*** RECORDS PROVIDED
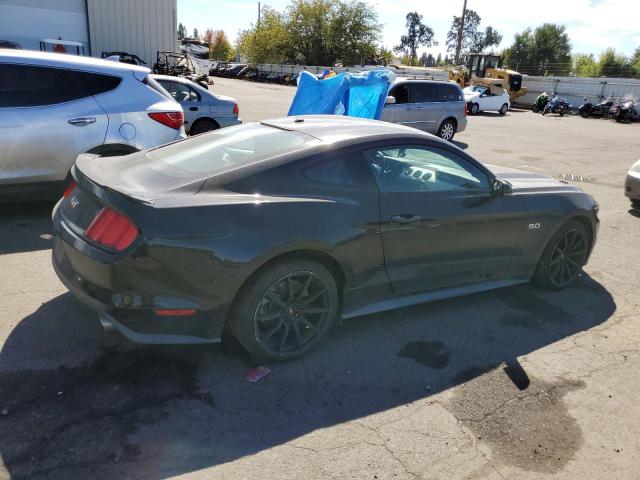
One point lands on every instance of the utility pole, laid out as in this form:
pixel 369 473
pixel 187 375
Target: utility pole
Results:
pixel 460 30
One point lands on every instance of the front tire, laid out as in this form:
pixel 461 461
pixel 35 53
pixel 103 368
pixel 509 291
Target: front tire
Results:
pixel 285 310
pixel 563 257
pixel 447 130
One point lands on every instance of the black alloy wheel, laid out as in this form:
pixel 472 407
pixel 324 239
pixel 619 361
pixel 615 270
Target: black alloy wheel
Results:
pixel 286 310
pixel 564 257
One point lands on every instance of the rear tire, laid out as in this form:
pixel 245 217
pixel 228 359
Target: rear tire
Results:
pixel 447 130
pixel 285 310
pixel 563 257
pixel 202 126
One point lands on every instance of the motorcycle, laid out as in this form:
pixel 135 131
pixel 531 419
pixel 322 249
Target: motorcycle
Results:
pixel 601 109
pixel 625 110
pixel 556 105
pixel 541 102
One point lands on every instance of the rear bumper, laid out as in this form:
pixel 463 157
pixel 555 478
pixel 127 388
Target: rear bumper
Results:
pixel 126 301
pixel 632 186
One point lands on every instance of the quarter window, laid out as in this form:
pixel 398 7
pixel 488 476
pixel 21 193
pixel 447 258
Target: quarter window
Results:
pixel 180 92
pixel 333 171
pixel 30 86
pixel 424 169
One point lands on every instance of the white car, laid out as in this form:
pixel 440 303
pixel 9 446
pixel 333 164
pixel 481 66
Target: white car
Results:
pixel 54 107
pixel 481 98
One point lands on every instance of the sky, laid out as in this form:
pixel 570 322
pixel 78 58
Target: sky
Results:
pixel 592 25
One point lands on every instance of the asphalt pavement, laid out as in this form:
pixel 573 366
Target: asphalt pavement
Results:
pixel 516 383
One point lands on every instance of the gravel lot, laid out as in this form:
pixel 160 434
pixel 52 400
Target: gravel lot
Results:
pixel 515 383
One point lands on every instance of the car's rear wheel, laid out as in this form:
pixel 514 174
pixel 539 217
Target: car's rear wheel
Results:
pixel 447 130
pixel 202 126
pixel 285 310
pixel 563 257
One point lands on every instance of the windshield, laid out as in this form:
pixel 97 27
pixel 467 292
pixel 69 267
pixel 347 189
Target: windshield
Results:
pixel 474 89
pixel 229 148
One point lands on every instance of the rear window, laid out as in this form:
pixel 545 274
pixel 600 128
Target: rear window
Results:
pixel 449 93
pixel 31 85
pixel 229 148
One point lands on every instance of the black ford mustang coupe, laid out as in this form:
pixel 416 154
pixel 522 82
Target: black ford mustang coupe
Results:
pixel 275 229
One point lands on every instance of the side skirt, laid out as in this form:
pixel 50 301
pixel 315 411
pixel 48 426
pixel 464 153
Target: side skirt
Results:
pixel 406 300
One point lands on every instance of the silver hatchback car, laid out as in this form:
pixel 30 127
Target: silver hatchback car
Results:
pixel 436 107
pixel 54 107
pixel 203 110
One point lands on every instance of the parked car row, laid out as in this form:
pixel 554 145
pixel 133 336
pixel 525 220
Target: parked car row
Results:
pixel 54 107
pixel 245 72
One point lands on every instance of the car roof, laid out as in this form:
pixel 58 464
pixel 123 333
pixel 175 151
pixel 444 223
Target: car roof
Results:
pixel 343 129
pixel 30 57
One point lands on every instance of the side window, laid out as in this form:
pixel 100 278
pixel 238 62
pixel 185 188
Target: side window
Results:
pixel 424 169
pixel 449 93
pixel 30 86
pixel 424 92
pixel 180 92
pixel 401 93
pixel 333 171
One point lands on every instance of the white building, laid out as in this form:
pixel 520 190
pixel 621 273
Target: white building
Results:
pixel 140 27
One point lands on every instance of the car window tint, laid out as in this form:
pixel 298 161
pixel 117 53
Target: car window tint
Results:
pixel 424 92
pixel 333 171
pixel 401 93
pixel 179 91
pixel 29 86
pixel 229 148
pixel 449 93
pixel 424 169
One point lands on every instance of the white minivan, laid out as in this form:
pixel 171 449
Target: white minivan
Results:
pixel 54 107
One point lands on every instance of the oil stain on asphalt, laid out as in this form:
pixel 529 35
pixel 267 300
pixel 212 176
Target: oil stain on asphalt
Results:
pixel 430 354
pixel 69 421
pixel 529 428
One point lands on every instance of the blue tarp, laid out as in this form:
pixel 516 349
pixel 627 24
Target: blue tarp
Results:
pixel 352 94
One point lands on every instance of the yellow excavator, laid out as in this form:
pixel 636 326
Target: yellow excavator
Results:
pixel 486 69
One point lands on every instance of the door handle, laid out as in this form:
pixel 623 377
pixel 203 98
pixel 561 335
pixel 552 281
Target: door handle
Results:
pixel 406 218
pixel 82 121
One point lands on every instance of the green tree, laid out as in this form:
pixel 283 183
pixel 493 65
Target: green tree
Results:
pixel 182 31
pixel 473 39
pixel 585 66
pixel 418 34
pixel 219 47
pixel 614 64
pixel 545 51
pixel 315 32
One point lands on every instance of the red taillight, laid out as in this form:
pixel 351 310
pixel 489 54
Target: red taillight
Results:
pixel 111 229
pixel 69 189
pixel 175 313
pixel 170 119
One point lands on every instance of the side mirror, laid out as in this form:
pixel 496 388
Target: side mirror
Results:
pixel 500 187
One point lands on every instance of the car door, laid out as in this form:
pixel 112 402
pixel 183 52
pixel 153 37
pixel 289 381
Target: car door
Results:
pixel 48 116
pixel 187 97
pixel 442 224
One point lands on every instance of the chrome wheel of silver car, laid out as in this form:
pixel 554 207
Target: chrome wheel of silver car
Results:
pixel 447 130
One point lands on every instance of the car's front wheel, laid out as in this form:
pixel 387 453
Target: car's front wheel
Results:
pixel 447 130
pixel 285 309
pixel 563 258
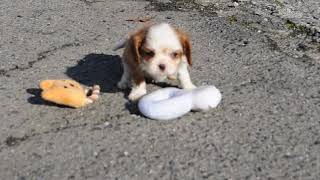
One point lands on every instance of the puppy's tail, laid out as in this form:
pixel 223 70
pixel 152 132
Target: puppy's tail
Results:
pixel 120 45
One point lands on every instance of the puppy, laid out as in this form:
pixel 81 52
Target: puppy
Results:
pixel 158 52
******
*** RECORDS PROVIDED
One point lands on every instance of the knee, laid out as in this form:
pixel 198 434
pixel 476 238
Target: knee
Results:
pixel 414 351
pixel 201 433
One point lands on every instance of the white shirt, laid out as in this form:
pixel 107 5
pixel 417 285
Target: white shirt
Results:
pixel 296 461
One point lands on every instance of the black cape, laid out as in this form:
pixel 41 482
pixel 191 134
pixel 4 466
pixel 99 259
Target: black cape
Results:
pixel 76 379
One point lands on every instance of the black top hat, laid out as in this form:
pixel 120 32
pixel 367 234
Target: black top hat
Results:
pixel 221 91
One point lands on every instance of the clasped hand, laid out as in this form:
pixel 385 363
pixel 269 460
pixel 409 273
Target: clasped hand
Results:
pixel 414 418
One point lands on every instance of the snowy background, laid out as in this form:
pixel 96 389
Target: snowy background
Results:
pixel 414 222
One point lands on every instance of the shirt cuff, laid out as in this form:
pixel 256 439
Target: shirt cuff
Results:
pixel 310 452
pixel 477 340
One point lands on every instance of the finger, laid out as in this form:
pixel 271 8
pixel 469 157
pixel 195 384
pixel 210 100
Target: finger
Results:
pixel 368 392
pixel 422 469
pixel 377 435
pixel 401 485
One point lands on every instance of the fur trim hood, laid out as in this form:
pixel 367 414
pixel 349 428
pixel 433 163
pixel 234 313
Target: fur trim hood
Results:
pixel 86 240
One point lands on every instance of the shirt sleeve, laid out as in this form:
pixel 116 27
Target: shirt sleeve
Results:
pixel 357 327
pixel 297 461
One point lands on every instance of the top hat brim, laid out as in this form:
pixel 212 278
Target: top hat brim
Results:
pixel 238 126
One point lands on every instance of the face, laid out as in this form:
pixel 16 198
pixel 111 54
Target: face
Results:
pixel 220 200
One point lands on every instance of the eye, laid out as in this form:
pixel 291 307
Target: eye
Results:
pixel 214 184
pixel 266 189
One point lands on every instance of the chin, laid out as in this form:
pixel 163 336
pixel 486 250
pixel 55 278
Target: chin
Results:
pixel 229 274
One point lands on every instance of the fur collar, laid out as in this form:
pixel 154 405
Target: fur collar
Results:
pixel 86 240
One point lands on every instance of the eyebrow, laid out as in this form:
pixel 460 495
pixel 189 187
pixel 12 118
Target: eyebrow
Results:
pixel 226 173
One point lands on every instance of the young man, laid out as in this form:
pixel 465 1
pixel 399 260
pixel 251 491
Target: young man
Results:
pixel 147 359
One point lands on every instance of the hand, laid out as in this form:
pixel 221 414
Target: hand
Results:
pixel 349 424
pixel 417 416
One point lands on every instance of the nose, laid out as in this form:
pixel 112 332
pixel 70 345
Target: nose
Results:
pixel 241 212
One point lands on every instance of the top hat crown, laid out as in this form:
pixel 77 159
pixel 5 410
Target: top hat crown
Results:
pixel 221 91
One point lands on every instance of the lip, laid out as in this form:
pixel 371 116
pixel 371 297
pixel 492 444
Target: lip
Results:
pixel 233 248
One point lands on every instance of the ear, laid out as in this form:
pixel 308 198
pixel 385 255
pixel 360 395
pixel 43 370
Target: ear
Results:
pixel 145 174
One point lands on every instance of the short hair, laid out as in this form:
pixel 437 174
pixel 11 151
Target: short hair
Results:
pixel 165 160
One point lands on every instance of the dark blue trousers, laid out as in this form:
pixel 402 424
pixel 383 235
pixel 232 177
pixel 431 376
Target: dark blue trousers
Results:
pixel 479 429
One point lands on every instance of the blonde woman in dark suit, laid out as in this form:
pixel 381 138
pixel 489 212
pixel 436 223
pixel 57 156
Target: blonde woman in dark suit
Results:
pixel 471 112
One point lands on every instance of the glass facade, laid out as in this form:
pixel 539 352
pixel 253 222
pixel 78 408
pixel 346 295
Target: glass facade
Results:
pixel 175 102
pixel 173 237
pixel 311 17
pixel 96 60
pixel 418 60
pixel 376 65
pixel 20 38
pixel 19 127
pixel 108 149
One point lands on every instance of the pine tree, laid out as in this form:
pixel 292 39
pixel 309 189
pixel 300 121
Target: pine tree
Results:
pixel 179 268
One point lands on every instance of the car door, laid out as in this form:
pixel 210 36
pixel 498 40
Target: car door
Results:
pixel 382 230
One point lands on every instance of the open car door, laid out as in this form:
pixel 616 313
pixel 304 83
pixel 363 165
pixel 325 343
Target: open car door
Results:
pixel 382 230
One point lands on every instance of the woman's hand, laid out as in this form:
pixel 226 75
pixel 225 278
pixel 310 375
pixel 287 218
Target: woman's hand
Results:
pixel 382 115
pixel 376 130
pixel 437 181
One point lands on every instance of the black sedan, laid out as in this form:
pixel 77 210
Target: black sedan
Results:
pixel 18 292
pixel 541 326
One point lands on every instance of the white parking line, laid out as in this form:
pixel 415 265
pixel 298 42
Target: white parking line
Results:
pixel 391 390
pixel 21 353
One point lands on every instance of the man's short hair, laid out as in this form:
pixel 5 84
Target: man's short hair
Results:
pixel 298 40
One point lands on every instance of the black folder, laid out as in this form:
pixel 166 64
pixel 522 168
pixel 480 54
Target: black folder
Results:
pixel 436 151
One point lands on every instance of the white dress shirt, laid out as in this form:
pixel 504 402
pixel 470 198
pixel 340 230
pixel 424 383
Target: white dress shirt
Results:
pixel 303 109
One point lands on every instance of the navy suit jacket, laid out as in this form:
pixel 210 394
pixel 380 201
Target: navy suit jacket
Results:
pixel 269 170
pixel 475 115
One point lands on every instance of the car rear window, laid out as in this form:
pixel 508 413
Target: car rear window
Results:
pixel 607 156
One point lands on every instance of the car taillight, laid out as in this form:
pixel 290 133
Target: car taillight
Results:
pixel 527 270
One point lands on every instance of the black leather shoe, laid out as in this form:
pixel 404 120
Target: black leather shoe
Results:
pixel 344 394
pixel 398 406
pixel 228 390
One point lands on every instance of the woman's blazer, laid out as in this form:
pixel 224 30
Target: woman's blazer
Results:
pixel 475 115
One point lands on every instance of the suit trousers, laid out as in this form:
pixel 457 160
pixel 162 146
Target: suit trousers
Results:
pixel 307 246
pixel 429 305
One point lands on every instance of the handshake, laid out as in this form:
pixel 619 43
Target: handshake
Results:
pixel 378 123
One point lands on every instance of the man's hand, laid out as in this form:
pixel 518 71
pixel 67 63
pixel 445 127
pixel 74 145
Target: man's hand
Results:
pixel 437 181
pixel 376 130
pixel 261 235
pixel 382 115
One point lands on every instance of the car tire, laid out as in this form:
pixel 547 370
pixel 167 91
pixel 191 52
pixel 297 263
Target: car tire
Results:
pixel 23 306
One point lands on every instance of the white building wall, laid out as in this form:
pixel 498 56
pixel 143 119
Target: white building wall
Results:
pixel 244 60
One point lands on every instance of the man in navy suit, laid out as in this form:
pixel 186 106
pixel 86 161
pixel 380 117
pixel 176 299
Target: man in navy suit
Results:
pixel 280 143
******
### TASK STATEMENT
In the material, rename "Results" to "Output" throughout the part that opens with the line containing "One point lands on every instance of the fur collar, laid" and closes with the line containing "pixel 165 160". Give that part again with everything else unchanged.

### OUTPUT FOR THIS EXERCISE
One point lands on every instance of the fur collar, laid out as in this form:
pixel 154 405
Target: fur collar
Output:
pixel 86 240
One point lands on every instance of the eyebrow, laid out as in this form:
pixel 460 495
pixel 189 187
pixel 12 118
Target: eyebrow
Output:
pixel 226 173
One point lands on every instance of the young man, laid out as in this form:
pixel 465 1
pixel 399 260
pixel 251 491
Target: young man
Output:
pixel 147 359
One point lands on every instance of the hand, laid out as in this form:
pixel 221 414
Target: hand
Output:
pixel 349 424
pixel 417 416
One point lands on every instance of the nose, laid out as in this form:
pixel 112 332
pixel 70 345
Target: nose
Output:
pixel 241 212
One point lands on every instance of the top hat crown, laid out as in this form:
pixel 77 159
pixel 5 410
Target: top hat crown
Output:
pixel 221 91
One point lands on every instance of the lip, laid out as in this form:
pixel 371 116
pixel 371 297
pixel 492 444
Target: lip
Output:
pixel 233 248
One point lands on every instance of the ear, laid out as in this form:
pixel 308 198
pixel 385 255
pixel 360 395
pixel 43 370
Target: ear
Output:
pixel 145 174
One point lands on every instance of the short hair, laid out as in this form:
pixel 437 174
pixel 11 151
Target: short hair
Output:
pixel 165 160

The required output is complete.